Selected passage.
-*-*-

Whether you want to clear your head or sear a mound of raw beef at your very own table, Joung Kak (18 W. 20th St.,  837-5231/5235) is a great dinner pick for those with a penchant for the fiery. Japanese and Chinese dishes are offered here, but the tour de force is the Korean food. From chewy squid and crisp green chilis in a crushed-red-pepper sauce to a pot of buckwheat noodle with spicy sauce, eating here will awaken your every sense, and one or two you didn't know you had.
If you've got cast-iron guts and a yen for the unusual, tie up at Thai Landing (1207 N. Charles St.,  727-1234). They'll turn up the heat on dishes like gai pad mamoang himmapan (chicken with cashews, chili paste, roasted hot peppers, and spring onions)--already a heart- tingling three stars by the menu's heat meter--as hot as you like. If that fails to light your fire, ask for the fish sauce with peppers. Us, we'll settle for a heaping plate of pad thai, Thailand's version of comfort food.

-*-*-

Provided information.
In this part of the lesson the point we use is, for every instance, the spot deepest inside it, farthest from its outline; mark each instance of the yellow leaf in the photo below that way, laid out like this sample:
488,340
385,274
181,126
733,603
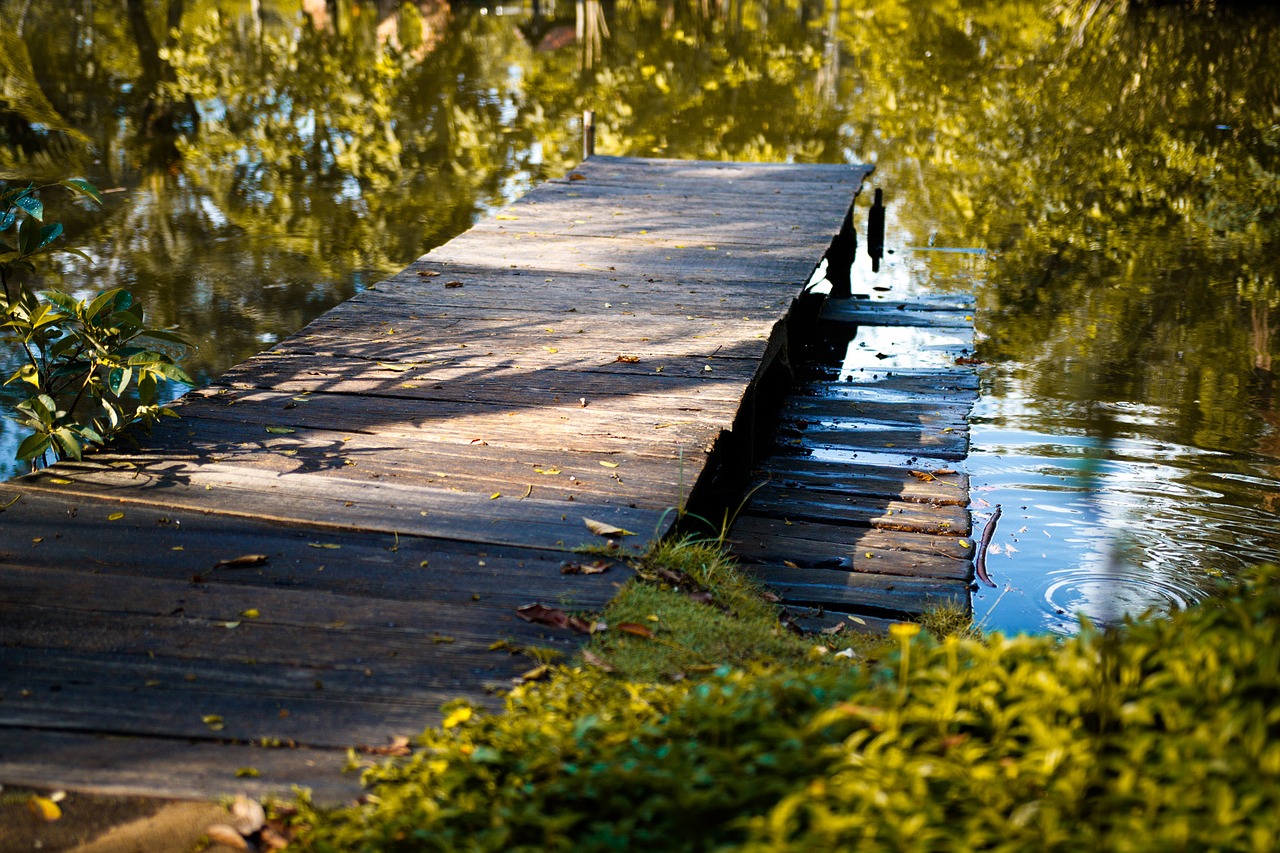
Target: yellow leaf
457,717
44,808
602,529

-*-*-

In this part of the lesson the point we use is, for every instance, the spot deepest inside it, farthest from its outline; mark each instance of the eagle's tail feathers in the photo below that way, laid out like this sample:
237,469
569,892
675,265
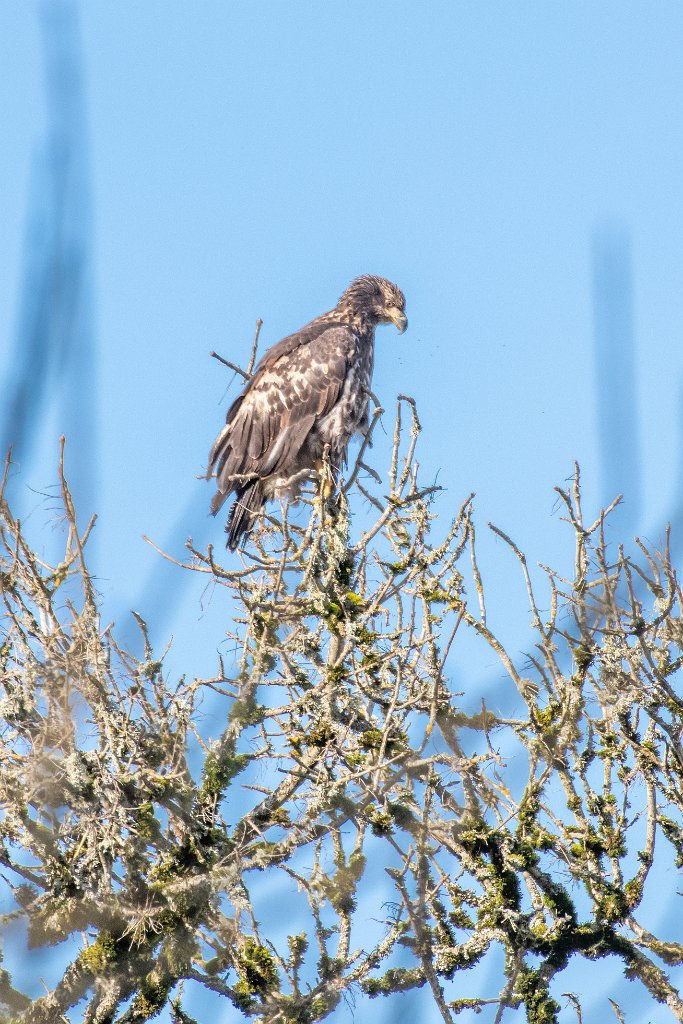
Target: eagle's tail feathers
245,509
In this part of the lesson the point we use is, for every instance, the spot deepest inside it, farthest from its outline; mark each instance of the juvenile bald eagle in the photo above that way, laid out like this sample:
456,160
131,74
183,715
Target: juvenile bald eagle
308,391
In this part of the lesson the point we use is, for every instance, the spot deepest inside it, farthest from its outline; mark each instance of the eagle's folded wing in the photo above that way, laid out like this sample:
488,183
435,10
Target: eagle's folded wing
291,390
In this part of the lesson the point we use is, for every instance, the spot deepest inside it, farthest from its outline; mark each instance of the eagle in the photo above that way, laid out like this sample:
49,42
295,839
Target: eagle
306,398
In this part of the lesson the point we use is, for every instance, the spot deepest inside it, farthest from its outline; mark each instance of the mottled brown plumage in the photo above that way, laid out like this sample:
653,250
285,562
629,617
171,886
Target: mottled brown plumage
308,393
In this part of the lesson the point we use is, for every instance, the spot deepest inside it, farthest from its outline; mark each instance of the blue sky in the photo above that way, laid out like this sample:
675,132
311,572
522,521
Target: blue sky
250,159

-*-*-

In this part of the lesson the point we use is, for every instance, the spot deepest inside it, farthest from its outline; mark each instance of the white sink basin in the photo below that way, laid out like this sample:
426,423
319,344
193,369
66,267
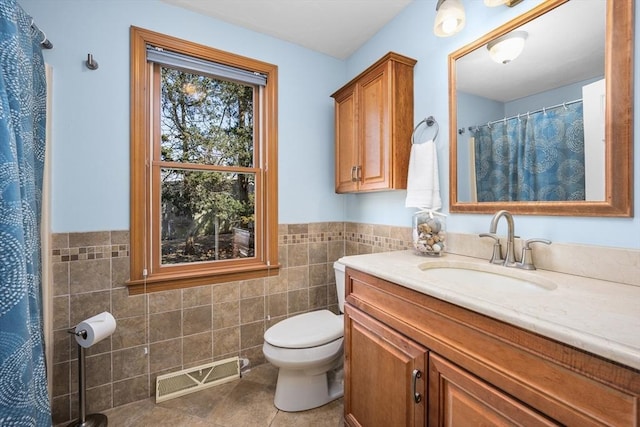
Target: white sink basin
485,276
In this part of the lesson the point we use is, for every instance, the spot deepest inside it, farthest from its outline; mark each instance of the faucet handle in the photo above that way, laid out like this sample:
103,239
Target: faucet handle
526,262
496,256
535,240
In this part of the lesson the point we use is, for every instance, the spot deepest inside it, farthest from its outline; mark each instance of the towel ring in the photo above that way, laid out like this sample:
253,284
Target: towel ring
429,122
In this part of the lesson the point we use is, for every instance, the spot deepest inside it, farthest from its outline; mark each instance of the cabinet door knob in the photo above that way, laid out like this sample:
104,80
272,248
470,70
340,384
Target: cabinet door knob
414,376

-*-*-

Work to do.
1) Summarize the restaurant passage in two sentences.
2) From the restaurant passage, extract the stretch from "If you've got" through "of comfort food.".
You will not need the items to complete the work here.

Answers for this exercise.
1) Joung Kak, at 18 W. 20th St., offers Japanese and Chinese dishes, but its Korean food is the highlight, from squid and green chilis in a crushed-red-pepper sauce to buckwheat noodles with spicy sauce. Thai Landing, at 1207 N. Charles St., will make dishes such as gai pad mamoang himmapan as hot as diners like and can add fish sauce with peppers, while its pad thai is Thailand's version of comfort food.

2)
If you've got cast-iron guts and a yen for the unusual, tie up at Thai Landing (1207 N. Charles St.,  727-1234). They'll turn up the heat on dishes like gai pad mamoang himmapan (chicken with cashews, chili paste, roasted hot peppers, and spring onions)--already a heart- tingling three stars by the menu's heat meter--as hot as you like. If that fails to light your fire, ask for the fish sauce with peppers. Us, we'll settle for a heaping plate of pad thai, Thailand's version of comfort food.